#### DOCUMENT EXCERPT

Electric energy production

The electrical productivity of a gasifier is the function of the chemical–physical characteristics of the incoming materials, such as the elemental composition, the content of dry matter and ash, the calorific power, and the bulk density. In general, it is assumed a specific electric productivity (kWhe kg−1 d.m.) equal to 1 for wood matrices.

Table 3 summarizes the principal technical parameters relative to a gasifier with an electrical power equal to 350 kW, fueled by wood chips (conifer wood) with a humidity of 10% in weight.

Table 3. Principle technical parameters of an AGT gasifier of an electrical power equal to 350 kW fueled by conifer wood chips
FuelWood (conifer) (moisture = 10%W/W)
Fuel flow to gasification350 kg h−1
Production of syngas840 Nm3 h−1
Syngas low calorific value1.075 kcal Nm−3
Nominal electric power350 kW
Nominal thermal power≈1.050 kW
Starting temperature of syngas650 °C
Final temperature of syngas50 °C
Electrical self-consumption≈50 kW
Production of charcoal≈10% W/W (on dry matter basis)

The composition of syngas is the function of the process temperature, the typology and characteristics of the ingoing biomass. The typical composition of wood base syngas of an AGT gasifier is 53.1% nitrogen, 13.1% carbon dioxide, 16.6% carbon monoxide, 14.0% hydrogen, and 3.2% methane, with 12% of moisture.

Biochar effects on rice productivity

The application of biochar from gasification (BCg) increased rice grain production by 12%, but such effect was only significantly different at P = 0.16. The observed effect was inferior to that of BCp application that caused instead a significant increase in rice yield (36%; P = 0.05) (Fig. 4). This behavior was not surprising as BCp was richer in macronutrient compared with BCg (Table 2), as low temperature pyrolysis maintains a higher proportion of labile material (Peng et al., 2011; Pereira et al., 2011), which could increase the nutrient availability (e.g., especially P) during its decomposition.

Figure 4.

Grain yield and rice straw production in the treatments considered. Values followed by the same letters are not statistically different at P = 0.05 by the Student–Newman–Keuls test, for grain (lower case) and straw (upper case).

########

CHALLENGE A
Find every line of the entries that contains the string "stone", and copy each of those lines. Case counts.

#### DATASET EXTRACT

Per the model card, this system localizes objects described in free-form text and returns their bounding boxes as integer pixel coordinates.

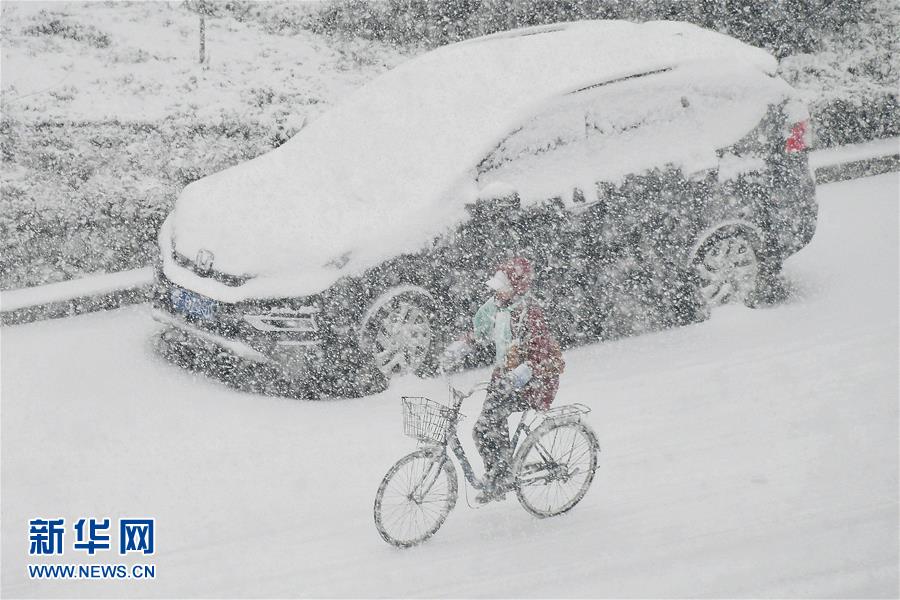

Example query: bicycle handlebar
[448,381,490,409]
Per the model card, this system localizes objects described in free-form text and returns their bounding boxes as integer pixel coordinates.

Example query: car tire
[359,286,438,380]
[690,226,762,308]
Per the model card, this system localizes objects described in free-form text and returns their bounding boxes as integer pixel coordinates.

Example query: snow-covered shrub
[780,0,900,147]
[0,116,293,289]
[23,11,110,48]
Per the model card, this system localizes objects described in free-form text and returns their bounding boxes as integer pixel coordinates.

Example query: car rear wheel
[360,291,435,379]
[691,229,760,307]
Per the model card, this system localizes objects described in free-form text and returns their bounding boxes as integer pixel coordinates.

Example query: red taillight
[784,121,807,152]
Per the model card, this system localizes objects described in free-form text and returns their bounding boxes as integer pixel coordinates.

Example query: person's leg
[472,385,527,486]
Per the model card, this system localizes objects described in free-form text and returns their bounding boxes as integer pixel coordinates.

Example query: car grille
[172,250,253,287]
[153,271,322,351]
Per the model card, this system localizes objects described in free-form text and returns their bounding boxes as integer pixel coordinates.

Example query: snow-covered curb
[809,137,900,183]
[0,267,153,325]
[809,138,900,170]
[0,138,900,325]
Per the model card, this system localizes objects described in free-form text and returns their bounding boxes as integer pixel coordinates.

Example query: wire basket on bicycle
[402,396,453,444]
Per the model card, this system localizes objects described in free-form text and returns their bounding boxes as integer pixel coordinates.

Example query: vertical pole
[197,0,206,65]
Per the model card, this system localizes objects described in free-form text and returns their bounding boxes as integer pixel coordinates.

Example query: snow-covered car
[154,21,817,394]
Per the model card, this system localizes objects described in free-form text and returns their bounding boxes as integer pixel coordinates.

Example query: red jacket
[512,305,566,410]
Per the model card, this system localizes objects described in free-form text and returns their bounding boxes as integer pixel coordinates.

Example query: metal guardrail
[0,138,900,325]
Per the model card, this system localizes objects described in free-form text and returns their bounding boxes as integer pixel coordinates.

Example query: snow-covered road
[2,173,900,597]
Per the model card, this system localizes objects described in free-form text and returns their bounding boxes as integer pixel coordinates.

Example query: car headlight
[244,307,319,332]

########
#### DATASET EXTRACT

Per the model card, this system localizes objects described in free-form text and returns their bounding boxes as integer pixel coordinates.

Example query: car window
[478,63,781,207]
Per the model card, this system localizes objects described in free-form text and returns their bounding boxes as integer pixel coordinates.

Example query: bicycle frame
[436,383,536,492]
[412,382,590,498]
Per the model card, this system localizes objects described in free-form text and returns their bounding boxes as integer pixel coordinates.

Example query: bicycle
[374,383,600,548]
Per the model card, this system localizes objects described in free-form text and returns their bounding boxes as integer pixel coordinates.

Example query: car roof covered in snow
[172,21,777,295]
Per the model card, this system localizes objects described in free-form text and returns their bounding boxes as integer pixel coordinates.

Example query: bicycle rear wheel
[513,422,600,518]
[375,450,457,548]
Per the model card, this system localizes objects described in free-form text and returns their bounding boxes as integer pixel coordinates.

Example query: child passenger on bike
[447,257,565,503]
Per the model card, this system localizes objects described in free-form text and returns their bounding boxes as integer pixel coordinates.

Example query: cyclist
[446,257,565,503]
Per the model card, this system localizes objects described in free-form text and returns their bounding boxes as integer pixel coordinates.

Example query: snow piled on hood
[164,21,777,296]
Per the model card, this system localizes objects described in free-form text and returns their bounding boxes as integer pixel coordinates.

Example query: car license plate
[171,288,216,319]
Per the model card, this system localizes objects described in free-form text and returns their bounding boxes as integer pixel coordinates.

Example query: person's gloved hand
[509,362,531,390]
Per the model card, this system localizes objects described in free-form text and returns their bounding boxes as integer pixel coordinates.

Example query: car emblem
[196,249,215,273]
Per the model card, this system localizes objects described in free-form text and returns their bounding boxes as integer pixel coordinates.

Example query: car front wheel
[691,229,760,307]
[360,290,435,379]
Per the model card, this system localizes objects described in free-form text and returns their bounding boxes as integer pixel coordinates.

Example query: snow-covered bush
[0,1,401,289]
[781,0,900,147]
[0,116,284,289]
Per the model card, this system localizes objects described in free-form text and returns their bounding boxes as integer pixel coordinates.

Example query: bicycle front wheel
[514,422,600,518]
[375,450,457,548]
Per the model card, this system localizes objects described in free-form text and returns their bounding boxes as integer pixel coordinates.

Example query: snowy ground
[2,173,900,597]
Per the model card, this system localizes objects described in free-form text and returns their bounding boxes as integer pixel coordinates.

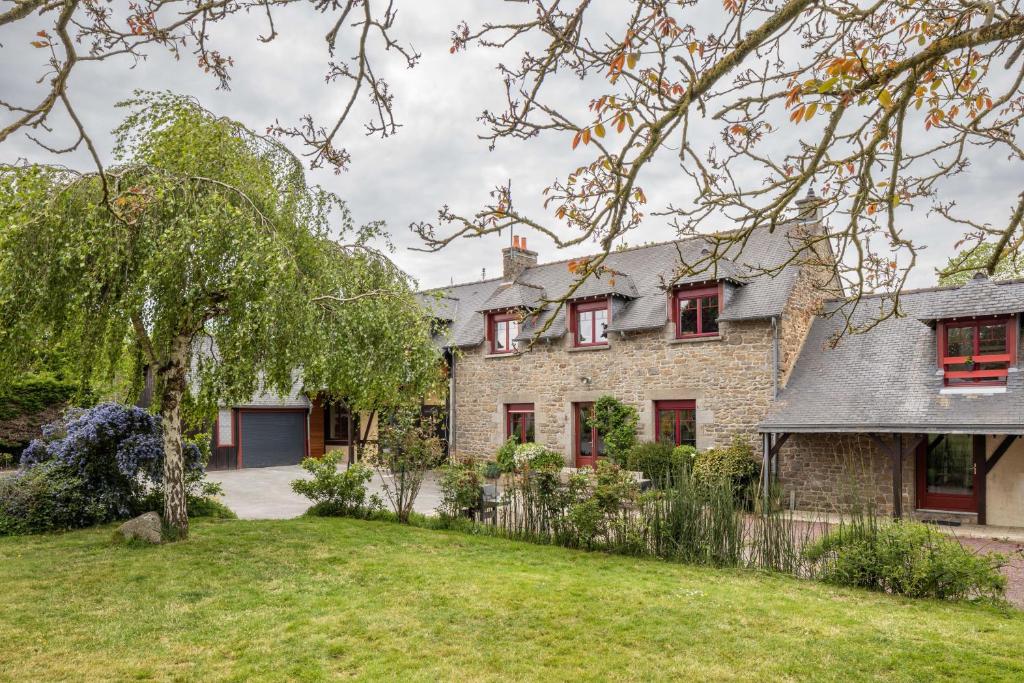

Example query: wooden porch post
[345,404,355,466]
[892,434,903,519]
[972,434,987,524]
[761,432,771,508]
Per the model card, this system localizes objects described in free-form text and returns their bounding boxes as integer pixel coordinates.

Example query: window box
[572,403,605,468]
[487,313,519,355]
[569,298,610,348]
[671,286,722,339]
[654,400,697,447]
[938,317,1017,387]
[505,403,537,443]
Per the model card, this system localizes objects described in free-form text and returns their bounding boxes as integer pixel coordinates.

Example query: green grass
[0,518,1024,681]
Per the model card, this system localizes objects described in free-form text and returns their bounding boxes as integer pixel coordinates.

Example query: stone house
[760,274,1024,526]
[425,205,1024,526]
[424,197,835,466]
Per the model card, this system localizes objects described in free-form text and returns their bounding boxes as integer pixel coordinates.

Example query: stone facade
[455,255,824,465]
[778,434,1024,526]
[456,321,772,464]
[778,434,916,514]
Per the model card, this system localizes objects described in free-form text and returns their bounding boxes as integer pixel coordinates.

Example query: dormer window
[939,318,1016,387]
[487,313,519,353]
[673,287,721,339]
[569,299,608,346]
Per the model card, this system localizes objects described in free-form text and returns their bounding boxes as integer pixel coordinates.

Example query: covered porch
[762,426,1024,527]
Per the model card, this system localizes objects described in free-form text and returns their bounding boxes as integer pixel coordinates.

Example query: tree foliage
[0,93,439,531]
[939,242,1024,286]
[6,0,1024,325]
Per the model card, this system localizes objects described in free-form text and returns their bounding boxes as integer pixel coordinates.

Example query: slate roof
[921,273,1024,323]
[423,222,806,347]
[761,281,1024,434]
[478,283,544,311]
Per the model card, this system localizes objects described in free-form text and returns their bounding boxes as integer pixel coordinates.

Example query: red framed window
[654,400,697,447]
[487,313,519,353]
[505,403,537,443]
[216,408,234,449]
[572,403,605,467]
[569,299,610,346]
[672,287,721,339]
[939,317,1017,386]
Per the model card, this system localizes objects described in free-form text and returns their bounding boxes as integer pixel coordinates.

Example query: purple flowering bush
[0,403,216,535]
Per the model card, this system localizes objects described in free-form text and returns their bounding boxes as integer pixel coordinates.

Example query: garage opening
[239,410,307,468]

########
#### DATASET EXTRACT

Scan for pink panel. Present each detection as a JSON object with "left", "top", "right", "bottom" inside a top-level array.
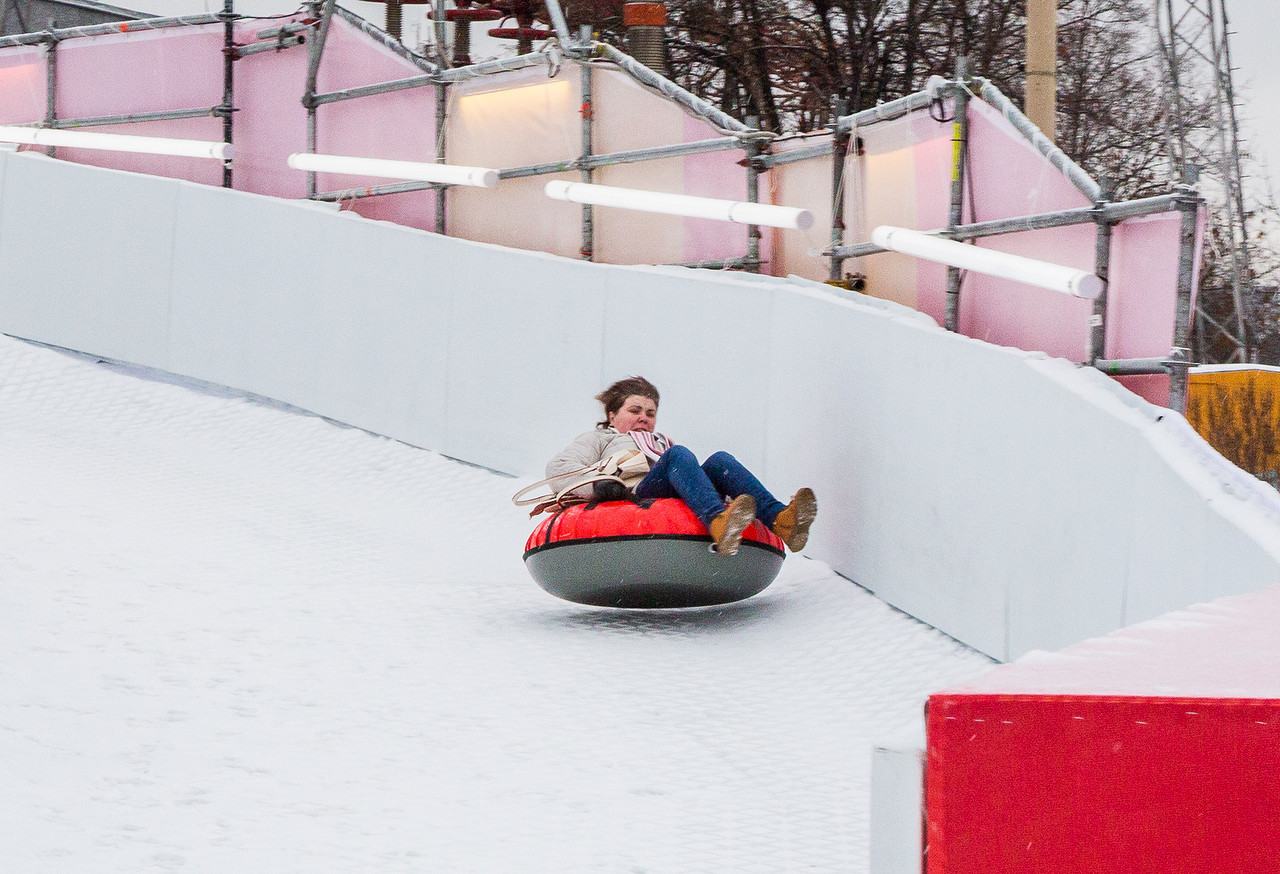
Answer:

########

CHALLENGE B
According to the gasification and biochar excerpt, by what percentage did BCp application increase rice yield?

WORKED ANSWER A
Example query: stone house
Example query: stone facade

WORKED ANSWER B
36%